=== Reportagem ===
━━━━━━━━━━━━━━━━

‘Jabuti’ favorece empresas e relator de MP

Cardoso Junior: relator é sócio minoritário de empresas controladas pelo pai, o ex-governador Newton Cardoso (MG), que são frequentes litigantes no Carf

Um “jabuti” na medida provisória (MP) do Programa de Regularização Tributária (PRT) para enfraquecer o voto de qualidade no Conselho Administrativo de Recursos Fiscais (Carf) poderá beneficiar empresas com multas bilionárias, advogados que têm perdido causas com o “voto duplo” dos auditores e o próprio relator da proposta, deputado Newton Cardoso Júnior (PMDB­MG), cujo pai tem mais de 30 processos no órgão e que renderam até investigação na operação Zelotes.

Além de mudanças para transformar o parcelamento das dívidas tributárias em um “Refis”, Cardoso incluiu emenda para extinguir multas quando for necessário o voto de qualidade no Carf, que julga recursos contra autuações da Receita e é composto paritariamente por advogados e auditores fiscais. Quando há empate, o presidente, que é do Fisco, desempata ­ e costuma manter a punição.

Pela emenda, quando ocorrer voto de qualidade, o devedor ficará livre de multa se decidir pagar, à vista ou parcelado, o valor cobrado pela Receita ­ e que pode ser inscrito num Refis nos moldes da MP. Assim, se livraria de uma punição maior, que pode chegar a três vezes o valor original. Estudo da FGV Direito SP do ano passado sobre a 1ª Seção do Carf, que reúne os processos de maior valor, mostra que o voto de qualidade ocorreu em menos de 5% dos 1.409 julgados. Mas quase todos estes 62 processos deram ganho de causa ao Fisco ­ só sete foram revertidos. Apesar de a quantidade de processos não ser tão expressiva, o valor é ­ e auditores dizem que os desempates têm crescido após a Zelotes, que renovou os conselheiros.

━━━━━━━━━━━━━━━━

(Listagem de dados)
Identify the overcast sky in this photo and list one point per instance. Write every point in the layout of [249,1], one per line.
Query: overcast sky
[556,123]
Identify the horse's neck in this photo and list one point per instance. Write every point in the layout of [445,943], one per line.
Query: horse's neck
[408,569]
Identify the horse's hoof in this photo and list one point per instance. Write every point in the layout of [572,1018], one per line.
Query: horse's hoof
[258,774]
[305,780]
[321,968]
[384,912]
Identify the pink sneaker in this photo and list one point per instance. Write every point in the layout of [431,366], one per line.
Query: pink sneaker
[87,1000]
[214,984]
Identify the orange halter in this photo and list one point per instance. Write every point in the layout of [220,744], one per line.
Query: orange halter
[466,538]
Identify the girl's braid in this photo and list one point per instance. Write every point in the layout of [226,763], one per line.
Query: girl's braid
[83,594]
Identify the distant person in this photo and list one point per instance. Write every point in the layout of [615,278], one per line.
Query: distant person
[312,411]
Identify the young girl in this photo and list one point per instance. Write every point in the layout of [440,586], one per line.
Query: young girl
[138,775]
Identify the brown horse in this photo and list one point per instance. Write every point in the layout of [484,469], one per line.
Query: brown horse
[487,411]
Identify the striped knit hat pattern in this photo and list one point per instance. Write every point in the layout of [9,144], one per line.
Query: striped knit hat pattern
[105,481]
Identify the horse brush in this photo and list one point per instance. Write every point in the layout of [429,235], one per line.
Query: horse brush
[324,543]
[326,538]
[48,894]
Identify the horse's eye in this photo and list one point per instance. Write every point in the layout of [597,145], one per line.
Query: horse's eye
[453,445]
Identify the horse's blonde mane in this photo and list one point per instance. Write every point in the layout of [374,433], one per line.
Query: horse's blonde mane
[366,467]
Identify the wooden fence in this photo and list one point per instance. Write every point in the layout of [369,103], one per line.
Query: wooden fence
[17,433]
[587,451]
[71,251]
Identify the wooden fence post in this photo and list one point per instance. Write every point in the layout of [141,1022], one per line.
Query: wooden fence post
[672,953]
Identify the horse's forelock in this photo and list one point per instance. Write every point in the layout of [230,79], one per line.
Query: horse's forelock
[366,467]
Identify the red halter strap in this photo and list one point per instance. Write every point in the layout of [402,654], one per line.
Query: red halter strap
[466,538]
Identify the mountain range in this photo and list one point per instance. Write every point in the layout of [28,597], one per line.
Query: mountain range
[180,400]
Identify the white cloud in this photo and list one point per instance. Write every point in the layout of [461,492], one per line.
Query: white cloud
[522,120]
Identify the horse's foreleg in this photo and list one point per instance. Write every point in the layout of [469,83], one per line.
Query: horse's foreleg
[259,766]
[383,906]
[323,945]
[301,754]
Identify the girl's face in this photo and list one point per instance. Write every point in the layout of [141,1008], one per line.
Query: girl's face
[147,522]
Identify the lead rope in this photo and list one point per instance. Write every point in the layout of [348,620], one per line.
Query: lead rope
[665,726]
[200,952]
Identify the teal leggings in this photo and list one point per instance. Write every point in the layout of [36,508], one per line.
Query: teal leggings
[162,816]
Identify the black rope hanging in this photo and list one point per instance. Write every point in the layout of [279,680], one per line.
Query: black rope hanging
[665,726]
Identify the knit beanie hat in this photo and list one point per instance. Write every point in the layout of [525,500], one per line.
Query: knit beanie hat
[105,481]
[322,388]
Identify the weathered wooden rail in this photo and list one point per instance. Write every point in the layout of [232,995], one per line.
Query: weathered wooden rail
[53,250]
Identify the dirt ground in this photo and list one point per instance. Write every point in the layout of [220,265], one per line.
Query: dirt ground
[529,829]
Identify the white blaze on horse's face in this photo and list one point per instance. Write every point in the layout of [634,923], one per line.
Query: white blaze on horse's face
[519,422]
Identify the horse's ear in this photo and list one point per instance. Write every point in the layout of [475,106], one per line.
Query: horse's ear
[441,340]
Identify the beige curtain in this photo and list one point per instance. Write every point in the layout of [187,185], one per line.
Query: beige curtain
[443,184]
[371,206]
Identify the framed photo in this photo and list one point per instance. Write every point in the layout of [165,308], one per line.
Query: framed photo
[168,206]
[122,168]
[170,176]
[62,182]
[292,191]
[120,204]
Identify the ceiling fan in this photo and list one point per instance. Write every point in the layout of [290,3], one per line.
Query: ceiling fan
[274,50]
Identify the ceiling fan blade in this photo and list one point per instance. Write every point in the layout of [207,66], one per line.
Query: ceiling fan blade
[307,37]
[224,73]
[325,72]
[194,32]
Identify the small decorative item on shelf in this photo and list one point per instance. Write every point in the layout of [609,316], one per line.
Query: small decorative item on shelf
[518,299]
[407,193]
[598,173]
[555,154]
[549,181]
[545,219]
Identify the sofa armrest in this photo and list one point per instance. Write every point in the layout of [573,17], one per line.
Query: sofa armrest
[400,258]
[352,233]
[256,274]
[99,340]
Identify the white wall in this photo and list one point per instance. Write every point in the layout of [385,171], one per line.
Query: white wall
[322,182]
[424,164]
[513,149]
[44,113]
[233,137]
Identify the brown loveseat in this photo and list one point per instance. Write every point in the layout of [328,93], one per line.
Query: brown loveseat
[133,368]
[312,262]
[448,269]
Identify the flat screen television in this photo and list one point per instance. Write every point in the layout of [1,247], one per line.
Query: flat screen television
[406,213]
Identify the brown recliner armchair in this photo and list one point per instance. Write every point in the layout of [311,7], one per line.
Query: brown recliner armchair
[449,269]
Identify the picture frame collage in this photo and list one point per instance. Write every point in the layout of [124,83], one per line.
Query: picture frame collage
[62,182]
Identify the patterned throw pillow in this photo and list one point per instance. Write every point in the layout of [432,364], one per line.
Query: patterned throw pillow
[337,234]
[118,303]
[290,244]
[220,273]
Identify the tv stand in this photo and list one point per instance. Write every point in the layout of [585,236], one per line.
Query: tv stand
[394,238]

━━━━━━━━━━━━━━━━

Transcreva fielmente o trecho da reportagem sobre o Carf que começa em "Além de mudanças" e termina em "manter a punição.".

Além de mudanças para transformar o parcelamento das dívidas tributárias em um “Refis”, Cardoso incluiu emenda para extinguir multas quando for necessário o voto de qualidade no Carf, que julga recursos contra autuações da Receita e é composto paritariamente por advogados e auditores fiscais. Quando há empate, o presidente, que é do Fisco, desempata ­ e costuma manter a punição.